* Begin *
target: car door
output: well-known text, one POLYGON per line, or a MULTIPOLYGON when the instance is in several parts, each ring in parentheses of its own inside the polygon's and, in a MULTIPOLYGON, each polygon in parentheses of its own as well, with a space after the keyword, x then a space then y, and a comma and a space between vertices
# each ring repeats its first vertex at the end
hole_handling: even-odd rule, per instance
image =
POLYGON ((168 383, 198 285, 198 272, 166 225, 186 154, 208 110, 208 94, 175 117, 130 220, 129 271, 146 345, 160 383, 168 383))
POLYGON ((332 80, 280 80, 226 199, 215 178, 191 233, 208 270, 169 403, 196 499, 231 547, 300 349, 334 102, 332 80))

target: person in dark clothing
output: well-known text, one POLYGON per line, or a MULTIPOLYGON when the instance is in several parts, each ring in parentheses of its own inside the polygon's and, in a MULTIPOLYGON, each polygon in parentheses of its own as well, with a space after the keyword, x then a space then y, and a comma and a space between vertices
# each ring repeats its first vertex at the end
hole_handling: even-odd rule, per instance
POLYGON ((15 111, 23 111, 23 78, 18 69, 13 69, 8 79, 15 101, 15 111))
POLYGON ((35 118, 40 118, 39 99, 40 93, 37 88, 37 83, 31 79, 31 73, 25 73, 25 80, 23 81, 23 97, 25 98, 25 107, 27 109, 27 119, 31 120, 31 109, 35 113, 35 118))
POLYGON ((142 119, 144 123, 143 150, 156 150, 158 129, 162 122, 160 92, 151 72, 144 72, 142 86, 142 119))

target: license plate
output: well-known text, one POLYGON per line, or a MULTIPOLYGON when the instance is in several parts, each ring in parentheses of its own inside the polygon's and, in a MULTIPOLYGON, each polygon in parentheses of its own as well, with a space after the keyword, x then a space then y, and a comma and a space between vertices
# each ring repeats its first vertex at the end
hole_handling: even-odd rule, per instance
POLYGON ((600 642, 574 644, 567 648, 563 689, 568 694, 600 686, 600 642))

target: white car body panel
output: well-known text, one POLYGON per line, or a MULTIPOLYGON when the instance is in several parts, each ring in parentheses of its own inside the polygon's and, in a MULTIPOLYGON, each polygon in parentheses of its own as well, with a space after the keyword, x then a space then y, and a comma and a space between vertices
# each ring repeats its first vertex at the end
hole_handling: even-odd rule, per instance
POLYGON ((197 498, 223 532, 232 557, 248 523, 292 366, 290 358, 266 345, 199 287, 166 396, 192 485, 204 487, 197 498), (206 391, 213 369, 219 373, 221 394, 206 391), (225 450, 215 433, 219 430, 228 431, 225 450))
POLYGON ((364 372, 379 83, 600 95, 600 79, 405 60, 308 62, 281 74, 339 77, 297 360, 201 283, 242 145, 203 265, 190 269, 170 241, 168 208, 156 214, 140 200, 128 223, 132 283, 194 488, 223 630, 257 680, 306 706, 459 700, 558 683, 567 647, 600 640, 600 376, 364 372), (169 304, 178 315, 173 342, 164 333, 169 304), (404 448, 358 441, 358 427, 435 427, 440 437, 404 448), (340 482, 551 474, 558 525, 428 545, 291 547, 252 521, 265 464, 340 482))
* End *
Task instructions
Write out the material above again, changing every instance of "even-odd rule" to "nonzero winding rule" and keeping everything else the same.

Task output
target: car door
output: well-known text, one POLYGON per line, or a MULTIPOLYGON when the instance is in several parts, each ring in parentheses of its own inside the polygon's and, in a MULTIPOLYGON, each polygon in parentheses of its own as well, with a space after the keyword, x then a space then y, and a comma and a space between vertices
# each ring repeats its first vertex at the end
hole_handling: nonzero winding rule, per instance
image =
POLYGON ((168 383, 198 285, 198 272, 166 225, 186 154, 208 110, 208 94, 175 117, 130 220, 129 271, 146 345, 160 383, 168 383))
POLYGON ((332 80, 280 80, 226 199, 215 178, 191 233, 208 270, 169 403, 196 499, 231 547, 300 349, 334 102, 332 80))

target: person in dark clothing
output: well-known text, one POLYGON per line, or a MULTIPOLYGON when the instance is in several parts, each ring in parentheses of its own inside the polygon's and, in a MULTIPOLYGON, each polygon in parentheses of its own as well, with a space after the keyword, x then a space then y, and a comma and a space between vertices
# each ring repeats its first vertex at the end
hole_handling: nonzero winding rule, per instance
POLYGON ((15 111, 23 111, 23 78, 18 69, 13 69, 8 79, 15 101, 15 111))
POLYGON ((35 118, 40 118, 39 99, 40 93, 37 88, 37 83, 31 79, 31 73, 25 73, 25 80, 23 81, 23 97, 25 98, 25 107, 27 109, 27 119, 31 120, 31 109, 35 113, 35 118))
POLYGON ((142 119, 144 123, 143 150, 156 150, 158 129, 162 122, 160 92, 151 72, 144 72, 142 86, 142 119))

target: license plate
output: well-known text, one POLYGON per line, or a MULTIPOLYGON when the instance is in several parts, each ring in parentheses of its own inside the polygon's and, in a MULTIPOLYGON, each polygon in parentheses of its own as well, with a space after the keyword, x then a space then y, and a comma and a space between vertices
# each ring repeats its first vertex at the end
hole_handling: nonzero winding rule, per instance
POLYGON ((600 642, 574 644, 567 648, 563 689, 568 694, 600 686, 600 642))

target: white car body panel
output: well-known text, one POLYGON per line, or a MULTIPOLYGON when the instance is in several parts, each ring in parentheses of its own inside the polygon's and, in a MULTIPOLYGON, each polygon in parentheses of its own as well, with a space after the keyword, x then a space then y, and a comma and a space between vertices
# each ring repeats its first vertex at the end
hole_handling: nonzero winding rule, per instance
POLYGON ((197 498, 223 532, 232 557, 248 523, 292 366, 290 358, 266 345, 199 287, 166 396, 192 485, 204 487, 197 498), (206 391, 213 369, 219 373, 221 394, 206 391), (225 450, 215 433, 219 430, 228 431, 225 450))
POLYGON ((364 372, 379 83, 600 95, 600 79, 405 60, 308 62, 281 74, 339 77, 297 360, 201 283, 242 145, 203 265, 190 269, 170 241, 168 208, 156 214, 140 200, 128 223, 132 283, 194 488, 223 630, 257 680, 306 706, 459 700, 558 683, 567 647, 600 640, 600 376, 364 372), (169 304, 178 315, 173 342, 164 333, 169 304), (404 448, 358 441, 358 427, 435 427, 440 437, 404 448), (340 482, 551 474, 558 525, 428 545, 291 547, 252 521, 265 464, 340 482))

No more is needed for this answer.